▶ _DO THIS_
Retype every entry word for word.
━━ ENTRIES
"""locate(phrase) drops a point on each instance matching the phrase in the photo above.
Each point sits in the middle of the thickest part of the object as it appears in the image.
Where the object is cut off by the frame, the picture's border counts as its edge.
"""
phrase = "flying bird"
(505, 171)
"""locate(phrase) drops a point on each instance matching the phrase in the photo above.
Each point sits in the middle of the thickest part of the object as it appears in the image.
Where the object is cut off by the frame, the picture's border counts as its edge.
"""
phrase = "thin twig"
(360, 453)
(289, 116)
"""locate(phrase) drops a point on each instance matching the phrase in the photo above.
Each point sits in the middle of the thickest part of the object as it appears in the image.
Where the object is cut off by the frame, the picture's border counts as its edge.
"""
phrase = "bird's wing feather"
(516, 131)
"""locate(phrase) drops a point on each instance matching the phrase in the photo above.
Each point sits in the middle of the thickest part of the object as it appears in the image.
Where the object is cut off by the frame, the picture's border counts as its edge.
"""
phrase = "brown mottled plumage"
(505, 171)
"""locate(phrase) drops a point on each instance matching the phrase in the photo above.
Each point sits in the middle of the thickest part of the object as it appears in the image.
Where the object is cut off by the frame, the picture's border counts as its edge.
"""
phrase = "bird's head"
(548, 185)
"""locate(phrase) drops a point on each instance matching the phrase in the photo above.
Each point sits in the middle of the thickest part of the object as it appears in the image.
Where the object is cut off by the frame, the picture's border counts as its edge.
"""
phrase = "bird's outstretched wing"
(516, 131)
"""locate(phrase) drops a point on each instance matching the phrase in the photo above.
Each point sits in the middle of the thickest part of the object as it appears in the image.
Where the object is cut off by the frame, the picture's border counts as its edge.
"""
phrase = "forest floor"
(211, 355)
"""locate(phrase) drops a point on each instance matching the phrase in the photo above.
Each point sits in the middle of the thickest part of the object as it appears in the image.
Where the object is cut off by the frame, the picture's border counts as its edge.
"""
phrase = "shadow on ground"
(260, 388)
━━━━
▶ _THE RESPONSE_
"""locate(phrase) drops a point on each instance matching the phrase in the photo above.
Each point sits in the middle of the thickest part of the object as it appears in the image.
Where the object is cut off by the frame, the picture's border counts as its edge.
"""
phrase = "flying bird"
(505, 171)
"""locate(phrase) drops a point on each instance matching the phrase in the photo above.
Each point sits in the middle of the thickest part of the object as it appears in the image.
Where the object is cut off by the frame, the picture's border counts as its edge.
"""
phrase = "thin twig"
(360, 453)
(289, 116)
"""locate(phrase) drops a point on each instance matching the phrase in the photo above.
Each point sits in the middle of the thickest part of the object as it appears in the image.
Where the object is cut off by the frame, the picture's border counts as its edge.
"""
phrase = "bird's wing feather"
(516, 131)
"""locate(phrase) drops a point on each instance matching the phrase in the photo above.
Each point sits in the middle of the thickest part of the object as it appears in the image.
Where the object is cut off by the frame, the picture's border counts as its edge.
"""
phrase = "brown mottled plumage"
(505, 171)
"""locate(phrase) drops a point on each instance matching the phrase in the photo above.
Each point sits in the middle of the thickest part of the object as it appears in the image.
Where the object is cut off by the frame, the picture's border counts as its edge.
"""
phrase = "bird's head"
(548, 185)
"""locate(phrase) drops a point on each instance matching the phrase in the photo above.
Each point sits in the middle of the thickest part of the object as it appears in the image.
Where the object is cut off by the frame, the picture's border counts as its edge.
"""
phrase = "bird's outstretched wing"
(516, 131)
"""locate(phrase) drops a point on each instance matching the phrase in the photo above.
Each point sits in the middle of the thickest part of the object as it appears in the image.
Where the object is cut off by the frame, the picture's border counts as its edge.
"""
phrase = "forest floor"
(211, 355)
"""locate(phrase) drops a point on each instance matching the phrase in the photo above.
Each point sits in the middle of the thickest part of the object as it appears in the image.
Where the object is cut off by the frame, the picture's border counts as its edge.
"""
phrase = "shadow on ground"
(260, 388)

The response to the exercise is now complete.